The answer must be an exact copy of the records, with every picture left out.

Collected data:
#####
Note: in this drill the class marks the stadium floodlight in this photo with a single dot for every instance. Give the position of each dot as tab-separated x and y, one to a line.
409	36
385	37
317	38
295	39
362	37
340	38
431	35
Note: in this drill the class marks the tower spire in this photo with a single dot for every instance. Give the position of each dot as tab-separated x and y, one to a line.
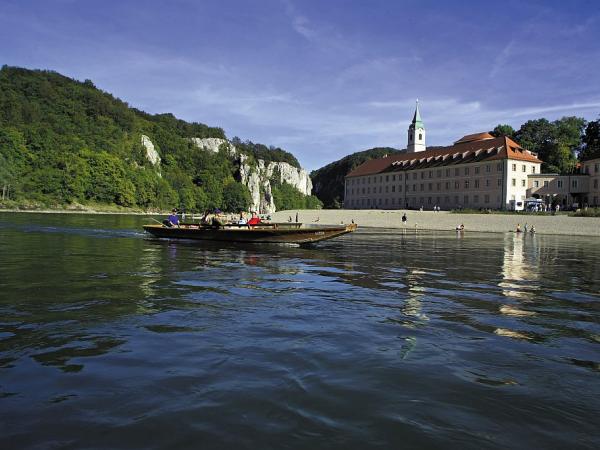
416	133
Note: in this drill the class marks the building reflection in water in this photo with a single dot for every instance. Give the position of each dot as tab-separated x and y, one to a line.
520	278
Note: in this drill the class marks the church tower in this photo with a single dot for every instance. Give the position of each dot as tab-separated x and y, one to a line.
416	133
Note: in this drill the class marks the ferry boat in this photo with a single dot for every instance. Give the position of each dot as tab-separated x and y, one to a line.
279	233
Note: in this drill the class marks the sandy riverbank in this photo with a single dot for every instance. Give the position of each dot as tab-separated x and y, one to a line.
446	221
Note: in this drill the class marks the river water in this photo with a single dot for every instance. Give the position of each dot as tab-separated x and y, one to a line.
112	339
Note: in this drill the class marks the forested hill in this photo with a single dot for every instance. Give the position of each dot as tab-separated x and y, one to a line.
64	141
328	181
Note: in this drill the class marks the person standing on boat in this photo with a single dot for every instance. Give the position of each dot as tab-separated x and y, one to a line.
255	220
172	220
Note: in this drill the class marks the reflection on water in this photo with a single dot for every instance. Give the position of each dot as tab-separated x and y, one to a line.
109	338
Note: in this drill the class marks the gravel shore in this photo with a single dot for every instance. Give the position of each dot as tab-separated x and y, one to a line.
560	224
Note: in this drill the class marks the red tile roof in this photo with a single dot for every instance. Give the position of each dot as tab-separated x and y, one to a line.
466	150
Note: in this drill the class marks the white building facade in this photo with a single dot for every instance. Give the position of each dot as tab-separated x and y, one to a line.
477	171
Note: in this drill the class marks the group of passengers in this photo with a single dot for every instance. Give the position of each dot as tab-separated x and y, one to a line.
215	218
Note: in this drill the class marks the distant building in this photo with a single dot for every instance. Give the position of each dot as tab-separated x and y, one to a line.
579	189
478	171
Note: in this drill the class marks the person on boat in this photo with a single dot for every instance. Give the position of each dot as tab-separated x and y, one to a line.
172	220
255	220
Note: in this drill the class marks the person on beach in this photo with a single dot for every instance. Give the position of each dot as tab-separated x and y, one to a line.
172	220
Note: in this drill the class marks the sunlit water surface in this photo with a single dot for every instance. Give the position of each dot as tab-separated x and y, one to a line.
112	339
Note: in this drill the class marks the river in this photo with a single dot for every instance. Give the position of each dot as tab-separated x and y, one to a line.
112	339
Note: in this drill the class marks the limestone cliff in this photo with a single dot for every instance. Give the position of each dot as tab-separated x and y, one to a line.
151	153
258	177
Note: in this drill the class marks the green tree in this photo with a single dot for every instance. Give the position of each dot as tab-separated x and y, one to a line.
556	143
236	197
503	130
591	141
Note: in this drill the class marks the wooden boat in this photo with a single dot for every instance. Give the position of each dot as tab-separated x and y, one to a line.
281	233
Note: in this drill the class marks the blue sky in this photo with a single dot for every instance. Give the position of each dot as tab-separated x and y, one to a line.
322	79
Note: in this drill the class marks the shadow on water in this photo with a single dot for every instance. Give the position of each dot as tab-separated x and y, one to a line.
377	338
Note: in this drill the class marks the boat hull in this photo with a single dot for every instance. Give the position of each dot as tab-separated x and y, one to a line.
272	233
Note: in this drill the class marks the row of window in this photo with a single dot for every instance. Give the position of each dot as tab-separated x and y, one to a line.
596	168
523	168
424	174
466	184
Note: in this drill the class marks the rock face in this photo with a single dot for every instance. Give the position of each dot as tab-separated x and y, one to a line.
258	178
151	152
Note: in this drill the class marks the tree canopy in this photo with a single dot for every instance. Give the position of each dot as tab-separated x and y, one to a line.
64	141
#####
-- WRITTEN SOLUTION --
Note: in this drill the class marks the stadium floodlight in this photo with a single dot for every instance. Give the position of each dot as tab-separated x and y, one to a line.
409	36
385	37
317	38
295	39
362	37
340	38
431	35
Note: in this drill the class marks the tower spire in this photo with a single dot for every instance. Give the position of each dot as tab-separated x and y, one to a line.
416	133
Note: in this drill the class marks the building reflection in water in this photo with a single dot for every instance. Give the position of each dot as tab-separated x and y, one to a line.
520	278
Note: in this drill the class marks the church tower in this photo with a single dot for every instance. Give the position of each dot as tab-separated x and y, one to a line.
416	133
Note: in this drill the class marks the ferry boat in this photo with a single dot for every instance. Give the position of each dot as tab-separated x and y, one to a line.
279	233
Note: in this drill the class marks the sandy riverbank in this photo with a single dot for every instance. Give the position of each dot as tab-separated x and y, one to a line.
446	221
Note: in this drill the class marks the river water in this photo with a single dot for every instance. Give the position of each dot as tab-separated x and y, one to a line.
112	339
Note: in this drill the class marks the forested hill in this photo with a single dot for every instance. Give the position of each dot as tab-separated x and y, one to a line.
64	141
328	181
Note: in this drill the class marks the person standing on boat in this photo with a single dot for every instance. Give the position of each dot as tab-separated x and y, one to a line.
255	220
172	220
Note: in this drill the class marks the reflection on water in this photo with a single dot for every instance. Give the position of each dot as tab-separated x and y, one to a line.
109	338
Note: in this drill the class marks the gravel shore in this photo with a single dot for every instance. Give the position of each dot as tab-separated x and y, one to a line.
560	224
Note: in this drill the class marks the red tile roof in this photo with a single dot for every instance. Give the position of each dot as tab-separated x and y, one to a line.
466	150
Note: in this drill the class marks the white building facade in this photo with a single dot for every instance. Give the position of each dot as tab-separated x and y, one to a line.
477	171
Note: in this drill the class marks the group of passengers in this photo with a single dot for every instance. Give the position of each dot as tab-separated x and y, one to a line.
215	218
Note: in this drill the class marks the distant building in this photo with a single dot for every instance. Give the position of each dot as tab-separated x and y, one to a line.
579	189
478	171
Note: in this drill the class marks the person on boat in this photo with a single dot for every instance. Give the position of each dot as tab-separated x and y, one to a line.
172	220
255	220
Note: in this drill the class marks the person on beach in this photo with a single dot for every instance. Give the position of each dot as tab-separated x and y, one to a line.
172	220
Note: in this drill the class marks the sunlit water surface in this photo with a single dot for every instance. Give the position of each dot as tab-separated x and y, one to a line.
112	339
Note: in this drill the class marks the river in this photo with a single dot for every instance. Give the position of each dot as tab-separated x and y, one to a line.
112	339
Note: in this drill the class marks the limestone cliff in this photo with a single dot for every instance. Give the position of each dot as tab-separated x and y, one to a line.
151	153
258	177
Note: in this drill the class marks the green tree in this photo with a single dot for every instance. Give the position of each dot as tab-separated x and y, one to a line.
556	143
236	197
503	130
591	141
Note: in this drill the class marks the wooden boat in this photo with a single dot for every instance. Give the position of each dot as tab-separated x and y, one to a line.
281	233
Note: in this drill the class marks the blue sky in this photo with a single dot for every instance. Give the position of each dot as tab-separated x and y, one to a line.
322	79
Note: in this drill the class marks the shadow on water in this photo with a single dot for every instance. Give the position of each dot as tab-separated x and y, one to a line.
377	338
Note: in this drill the class marks the boat hull in this photo with a single dot for every instance. Give the position of each dot as tab-separated x and y, one to a line.
272	233
Note: in this drill the class marks the row of window in this photo with a single dot for every instance. Give the position of each dot as tab-separated x and y, one to a line.
596	168
523	168
424	174
466	184
Note: in this drill the class marks the rock face in this photo with a single dot for every instance. Give the position of each dot as tab-separated x and y, one to a line.
258	178
151	152
Note: in this drill the class marks the tree canopy in this photo with a single dot for every instance. Give the position of each dot as tab-separated x and y, one to a line.
64	141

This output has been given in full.